----- RECORD SET

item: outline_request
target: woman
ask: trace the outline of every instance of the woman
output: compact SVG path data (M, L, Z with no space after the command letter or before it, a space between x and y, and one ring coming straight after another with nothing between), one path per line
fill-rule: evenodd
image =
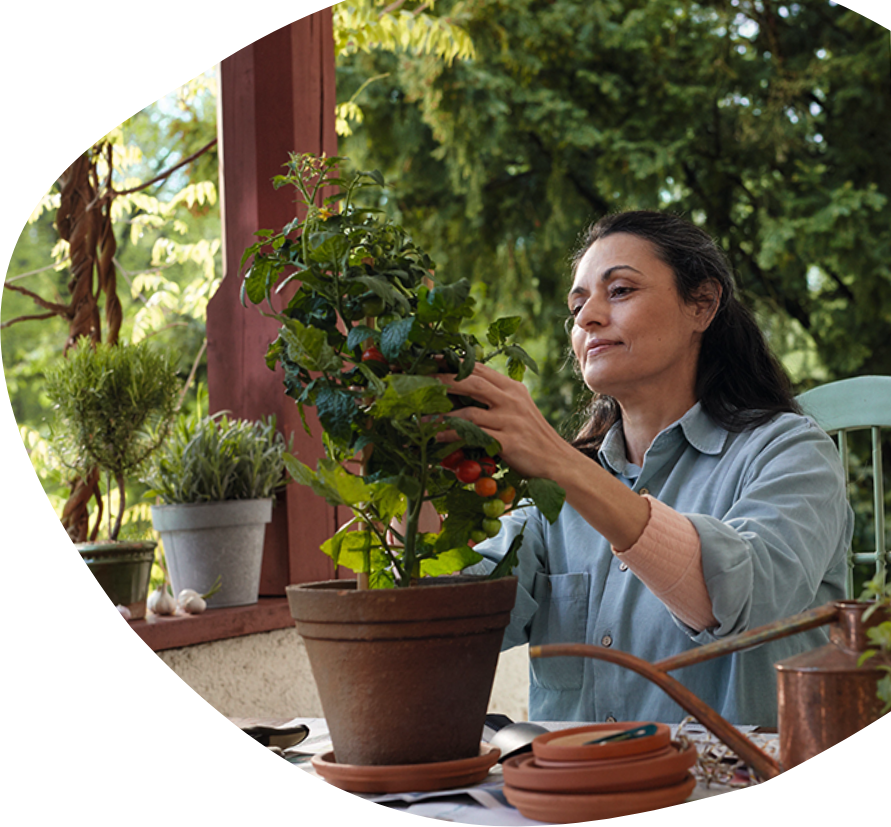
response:
M668 214L609 216L574 260L568 303L594 394L572 444L522 384L484 366L447 380L486 405L455 415L566 491L553 525L520 510L477 547L491 568L524 532L503 648L585 642L652 662L843 597L853 515L837 451L798 412L712 240ZM732 722L775 725L773 664L825 640L817 629L674 676ZM532 720L683 714L618 666L531 662Z

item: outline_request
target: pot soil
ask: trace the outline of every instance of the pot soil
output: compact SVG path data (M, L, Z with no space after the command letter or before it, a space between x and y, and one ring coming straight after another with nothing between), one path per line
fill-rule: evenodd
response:
M81 560L115 606L126 606L130 619L145 617L155 546L148 542L75 543Z
M363 591L350 580L288 586L335 760L386 766L478 756L516 590L516 577Z

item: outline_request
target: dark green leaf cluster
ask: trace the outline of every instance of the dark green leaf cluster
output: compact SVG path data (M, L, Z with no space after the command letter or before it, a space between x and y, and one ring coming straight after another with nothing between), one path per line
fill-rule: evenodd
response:
M78 472L98 467L117 480L163 442L179 379L167 354L147 341L94 347L84 337L47 370L46 390L63 461Z
M145 340L94 346L82 337L47 370L46 388L55 409L51 438L62 462L84 478L95 468L114 478L119 506L110 539L116 540L126 479L164 442L173 421L176 368Z
M291 458L291 474L329 502L352 508L365 524L362 531L345 527L325 551L339 564L369 572L378 585L407 585L418 573L455 571L479 559L469 542L479 527L481 498L439 463L463 445L490 457L499 450L463 421L457 445L437 442L438 432L456 427L445 415L475 404L450 395L437 374L463 379L477 362L496 356L507 358L515 379L537 368L513 340L519 317L492 322L485 343L466 332L475 303L470 283L435 282L433 261L405 229L359 203L365 190L383 186L380 173L341 179L342 160L291 156L275 185L295 187L303 216L257 234L260 240L242 259L249 265L242 296L245 303L265 303L280 323L267 365L282 366L285 392L301 416L314 407L324 430L329 459L313 471ZM286 285L292 295L276 310ZM357 457L361 478L344 467ZM509 473L499 468L503 485ZM528 488L519 478L510 484ZM473 525L465 495L475 498ZM437 535L418 531L426 502L447 515ZM399 521L402 527L394 528Z

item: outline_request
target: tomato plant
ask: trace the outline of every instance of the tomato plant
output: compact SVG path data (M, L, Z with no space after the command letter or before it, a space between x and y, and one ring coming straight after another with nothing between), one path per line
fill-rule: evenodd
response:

----------

WHAT YOU SHOULD DO
Reproduce the lines above with "trace the outline of" changed to "draw the boundary of" wherever it occurs, keeping everything else the same. Omit the picture.

TASK SOLUTION
item: outline_request
target: woman
ask: draw the boundary of every instance of the woman
output: compact SVG path data (M, L, Z with no space after the command letter or before it, a space between x and y, and one ring coming straight after another with nothing between), one path per line
fill-rule: evenodd
image =
response:
M668 214L609 216L574 260L568 303L594 394L572 444L522 384L484 366L447 380L486 405L455 415L566 491L553 525L520 510L477 547L491 568L524 532L503 648L585 642L652 662L843 597L853 515L837 451L798 412L712 240ZM732 722L775 725L773 664L825 640L817 629L674 676ZM532 720L683 714L618 666L531 662Z

item: outline_request
target: pot soil
ask: draw the boundary of every instance of the pot soil
output: compact SVG path data (M, L, Z with no space after the command letter or before it, a space between x and y, and one ring coming straight after another with nothing between), one path per line
fill-rule: evenodd
response:
M81 560L115 606L126 606L130 619L145 617L155 546L148 542L75 543Z
M363 591L350 580L288 586L335 760L386 766L478 756L516 590L516 577Z

item: outline_request
target: dark green leaf cluster
ask: draw the boundary of every instance of the dark green leaf cluster
output: compact SVG path data (M, L, Z with no space after the command letter or before it, a space between x and y, and one ring coming straight after another with nothing between), one path per line
fill-rule: evenodd
response:
M78 472L98 467L117 480L163 442L179 379L167 354L147 341L94 347L84 337L47 370L46 390L63 461Z
M145 340L94 346L82 337L47 370L46 388L55 409L51 438L62 462L84 478L95 468L114 478L119 506L110 539L116 540L126 479L164 442L173 421L176 368Z
M291 458L291 474L329 502L352 508L365 524L362 531L345 527L325 551L339 564L369 572L378 585L407 585L418 573L455 571L479 559L469 542L479 527L481 498L439 463L463 445L490 457L499 450L463 421L457 445L437 442L438 432L456 427L445 415L475 404L450 395L437 374L463 379L477 362L496 356L507 358L515 379L537 368L513 340L519 317L492 322L485 343L466 332L475 303L470 283L435 282L433 261L405 229L359 203L365 190L383 186L380 173L341 179L342 160L291 156L275 185L295 187L303 216L257 234L260 240L242 259L249 265L242 296L245 303L265 303L280 323L267 365L282 366L285 392L301 416L314 407L324 430L329 459L313 471ZM286 285L292 295L276 310ZM357 457L361 478L344 467ZM509 473L499 468L503 485ZM528 488L519 478L510 484ZM473 525L465 495L475 498ZM437 535L418 531L426 502L447 515ZM399 521L402 527L394 528Z

item: outline_request
target: tomato plant
ask: draw the boundary of every instance of the tomato plant
output: compact SVG path data (M, L, Z with no space after the command letter or before it, a space between x and y, and one ring coming straight after another with nothing between), one path per line
fill-rule: evenodd
response:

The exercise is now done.